Actually the question has more details than what it says in the title. Sorry about that I may described the question wrongly.
Let $X_1^n, X_2^n,\dots$ be i.i.d. Bernoulli random variables with parameter $\lambda/n$, i.e. $X_1^n \overset{d}{=}\operatorname{Be}(\lambda/n)$ with fixed $\lambda > 0$. Consider $$
T_i^n := \inf\{k : X_1^n + \cdots + X_k^n = i\}.$$
And I want to show that $$
\frac{T_i^n}{n}\xrightarrow[n\to\infty]{d}\text{Gamma}(i,\lambda).$$
This confuse me since we know that the sum of Bernoulli random variables asymptotically converges to Poisson distribution and I don't see any relationship between Poisson and Gamma distribution.
Can anyone help me out?
$\newcommand\la\lambda$ $\newcommand\nt{\lfloor nt\rfloor}$
For any natural $i,n,k$, let $S^n_k:=X^n_1+\dots+X^n_k$, with $S^n_0:=0$. Then for any real $t>0$
\begin{align}
P(T^n_i/n>t)&=P(T^n_i>\nt) \\
&=P(S^n_{\nt}<i)\to P(S_{\la t} <i) \\
&=\frac{\la^i}{\Gamma(i)}\int_t^\infty u^{i-1} e^{-\la u}\,du
\end{align}
(as $n\to\infty$), where $S_{\la t}\sim Poisson(\la t)$;
the convergence holds by the Poisson limit theorem;
the last displayed equality can be obtained by integrating by parts $i-1$ times.

* STORED ROWS

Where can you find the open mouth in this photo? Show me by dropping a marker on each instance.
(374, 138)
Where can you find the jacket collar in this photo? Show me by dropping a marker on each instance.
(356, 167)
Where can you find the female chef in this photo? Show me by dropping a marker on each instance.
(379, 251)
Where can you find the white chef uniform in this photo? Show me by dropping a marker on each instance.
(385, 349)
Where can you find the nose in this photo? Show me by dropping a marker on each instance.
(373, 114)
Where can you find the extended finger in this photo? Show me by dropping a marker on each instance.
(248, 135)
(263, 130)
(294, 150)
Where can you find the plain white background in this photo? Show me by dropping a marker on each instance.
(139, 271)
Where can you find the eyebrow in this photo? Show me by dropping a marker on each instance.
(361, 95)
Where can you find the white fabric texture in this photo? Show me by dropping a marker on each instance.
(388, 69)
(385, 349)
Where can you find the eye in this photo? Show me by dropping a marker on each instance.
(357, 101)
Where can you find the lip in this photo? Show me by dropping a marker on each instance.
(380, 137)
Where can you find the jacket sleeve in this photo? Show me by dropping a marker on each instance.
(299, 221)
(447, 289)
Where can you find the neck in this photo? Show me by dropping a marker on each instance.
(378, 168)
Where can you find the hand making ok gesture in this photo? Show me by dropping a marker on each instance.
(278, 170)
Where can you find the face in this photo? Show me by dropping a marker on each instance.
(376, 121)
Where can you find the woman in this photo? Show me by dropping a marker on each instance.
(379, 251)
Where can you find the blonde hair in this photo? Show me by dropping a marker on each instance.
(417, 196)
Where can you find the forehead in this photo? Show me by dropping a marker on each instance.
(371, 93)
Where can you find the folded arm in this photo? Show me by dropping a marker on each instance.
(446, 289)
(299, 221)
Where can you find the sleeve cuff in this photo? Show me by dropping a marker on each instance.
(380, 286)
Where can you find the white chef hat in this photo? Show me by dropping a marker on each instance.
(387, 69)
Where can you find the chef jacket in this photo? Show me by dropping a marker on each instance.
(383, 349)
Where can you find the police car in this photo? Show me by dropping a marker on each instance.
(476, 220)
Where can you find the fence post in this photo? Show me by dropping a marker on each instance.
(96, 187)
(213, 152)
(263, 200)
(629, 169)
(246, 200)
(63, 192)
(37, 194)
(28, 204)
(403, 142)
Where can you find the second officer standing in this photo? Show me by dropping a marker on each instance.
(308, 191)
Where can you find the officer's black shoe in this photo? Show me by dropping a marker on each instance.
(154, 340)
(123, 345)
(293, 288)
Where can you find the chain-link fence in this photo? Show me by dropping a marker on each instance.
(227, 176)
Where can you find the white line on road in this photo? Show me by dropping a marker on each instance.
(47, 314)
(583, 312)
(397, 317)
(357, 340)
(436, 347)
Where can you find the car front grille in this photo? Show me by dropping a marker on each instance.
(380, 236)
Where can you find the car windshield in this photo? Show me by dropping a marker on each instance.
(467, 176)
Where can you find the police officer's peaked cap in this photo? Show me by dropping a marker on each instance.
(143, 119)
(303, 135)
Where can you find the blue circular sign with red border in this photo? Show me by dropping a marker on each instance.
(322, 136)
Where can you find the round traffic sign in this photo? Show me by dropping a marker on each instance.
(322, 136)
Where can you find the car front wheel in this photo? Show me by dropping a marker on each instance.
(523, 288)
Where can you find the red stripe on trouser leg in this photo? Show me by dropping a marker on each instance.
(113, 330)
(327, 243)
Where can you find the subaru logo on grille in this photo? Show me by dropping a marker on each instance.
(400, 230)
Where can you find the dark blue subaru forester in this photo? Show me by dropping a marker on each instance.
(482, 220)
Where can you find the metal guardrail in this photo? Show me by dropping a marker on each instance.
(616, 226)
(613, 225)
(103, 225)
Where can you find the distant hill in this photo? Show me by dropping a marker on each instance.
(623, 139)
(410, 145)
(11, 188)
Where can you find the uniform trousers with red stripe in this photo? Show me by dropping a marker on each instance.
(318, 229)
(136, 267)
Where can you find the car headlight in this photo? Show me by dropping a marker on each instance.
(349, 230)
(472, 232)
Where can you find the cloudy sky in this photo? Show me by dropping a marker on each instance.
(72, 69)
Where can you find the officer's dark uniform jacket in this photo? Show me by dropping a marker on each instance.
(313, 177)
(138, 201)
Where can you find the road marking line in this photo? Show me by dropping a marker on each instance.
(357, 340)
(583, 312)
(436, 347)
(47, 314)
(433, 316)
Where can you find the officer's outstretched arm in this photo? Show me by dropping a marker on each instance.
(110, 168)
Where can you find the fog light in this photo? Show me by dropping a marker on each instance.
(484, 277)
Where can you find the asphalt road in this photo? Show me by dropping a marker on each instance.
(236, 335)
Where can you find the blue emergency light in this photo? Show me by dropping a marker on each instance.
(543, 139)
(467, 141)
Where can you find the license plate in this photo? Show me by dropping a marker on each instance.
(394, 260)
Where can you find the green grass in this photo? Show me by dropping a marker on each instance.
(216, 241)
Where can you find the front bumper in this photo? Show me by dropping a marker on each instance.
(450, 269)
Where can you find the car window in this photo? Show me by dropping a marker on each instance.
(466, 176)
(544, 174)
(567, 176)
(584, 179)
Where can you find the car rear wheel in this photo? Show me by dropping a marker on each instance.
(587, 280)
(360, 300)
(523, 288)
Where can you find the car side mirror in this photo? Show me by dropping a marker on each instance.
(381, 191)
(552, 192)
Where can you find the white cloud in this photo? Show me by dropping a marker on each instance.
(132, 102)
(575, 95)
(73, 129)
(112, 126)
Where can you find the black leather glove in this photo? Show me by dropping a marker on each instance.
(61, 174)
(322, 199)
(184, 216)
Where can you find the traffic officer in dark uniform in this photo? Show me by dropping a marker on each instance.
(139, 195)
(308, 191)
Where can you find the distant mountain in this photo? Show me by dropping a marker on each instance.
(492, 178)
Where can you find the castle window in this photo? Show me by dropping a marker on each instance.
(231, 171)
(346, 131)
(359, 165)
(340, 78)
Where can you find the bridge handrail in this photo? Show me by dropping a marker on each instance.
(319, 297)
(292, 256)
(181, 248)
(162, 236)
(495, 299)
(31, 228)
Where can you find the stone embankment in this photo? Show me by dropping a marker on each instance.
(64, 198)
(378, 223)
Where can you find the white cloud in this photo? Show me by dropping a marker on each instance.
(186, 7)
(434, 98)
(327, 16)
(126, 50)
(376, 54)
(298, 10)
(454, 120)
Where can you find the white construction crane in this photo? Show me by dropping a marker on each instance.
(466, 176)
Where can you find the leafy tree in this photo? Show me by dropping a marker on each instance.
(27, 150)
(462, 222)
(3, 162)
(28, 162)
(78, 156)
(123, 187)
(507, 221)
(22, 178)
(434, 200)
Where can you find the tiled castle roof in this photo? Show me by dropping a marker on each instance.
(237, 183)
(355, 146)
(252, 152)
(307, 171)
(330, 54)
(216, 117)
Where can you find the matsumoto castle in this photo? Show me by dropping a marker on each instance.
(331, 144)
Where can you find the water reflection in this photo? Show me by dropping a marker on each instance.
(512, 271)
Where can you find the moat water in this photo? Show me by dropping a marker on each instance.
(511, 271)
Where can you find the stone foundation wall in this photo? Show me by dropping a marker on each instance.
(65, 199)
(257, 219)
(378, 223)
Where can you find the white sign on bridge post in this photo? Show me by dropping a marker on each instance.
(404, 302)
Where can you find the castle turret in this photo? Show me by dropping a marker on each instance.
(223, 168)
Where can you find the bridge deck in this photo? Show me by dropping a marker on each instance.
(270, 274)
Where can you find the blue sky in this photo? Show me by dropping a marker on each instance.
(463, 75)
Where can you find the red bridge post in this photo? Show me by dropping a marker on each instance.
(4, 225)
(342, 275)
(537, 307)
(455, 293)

* WORK TO DO
1: Retype the forum thread from "Let $X_1^n, X_2^n,\dots$" to "help me out?".
2: According to the forum thread, by what theorem does the convergence hold?
3: State whether each statement agrees with the forum thread, answering yes or no and quoting the deciding words.
(a) The Bernoulli random variables have parameter $\lambda/n$ with a fixed $\lambda > 0$.
(b) The last displayed equality is obtained by a change of variables.
(c) $S^n_0$ is defined to equal 1.
The listing plays no role in this work.

* SOLUTIONS BELOW
1:
Let $X_1^n, X_2^n,\dots$ be i.i.d. Bernoulli random variables with parameter $\lambda/n$, i.e. $X_1^n \overset{d}{=}\operatorname{Be}(\lambda/n)$ with fixed $\lambda > 0$. Consider $$
T_i^n := \inf\{k : X_1^n + \cdots + X_k^n = i\}.$$
And I want to show that $$
\frac{T_i^n}{n}\xrightarrow[n\to\infty]{d}\text{Gamma}(i,\lambda).$$
This confuse me since we know that the sum of Bernoulli random variables asymptotically converges to Poisson distribution and I don't see any relationship between Poisson and Gamma distribution.
Can anyone help me out?

2: The Poisson limit theorem.

3:
(a) Yes: "i.i.d. Bernoulli random variables with parameter $\lambda/n$" and "with fixed $\lambda > 0$".
(b) No: "the last displayed equality can be obtained by integrating by parts $i-1$ times."
(c) No: "with $S^n_0:=0$".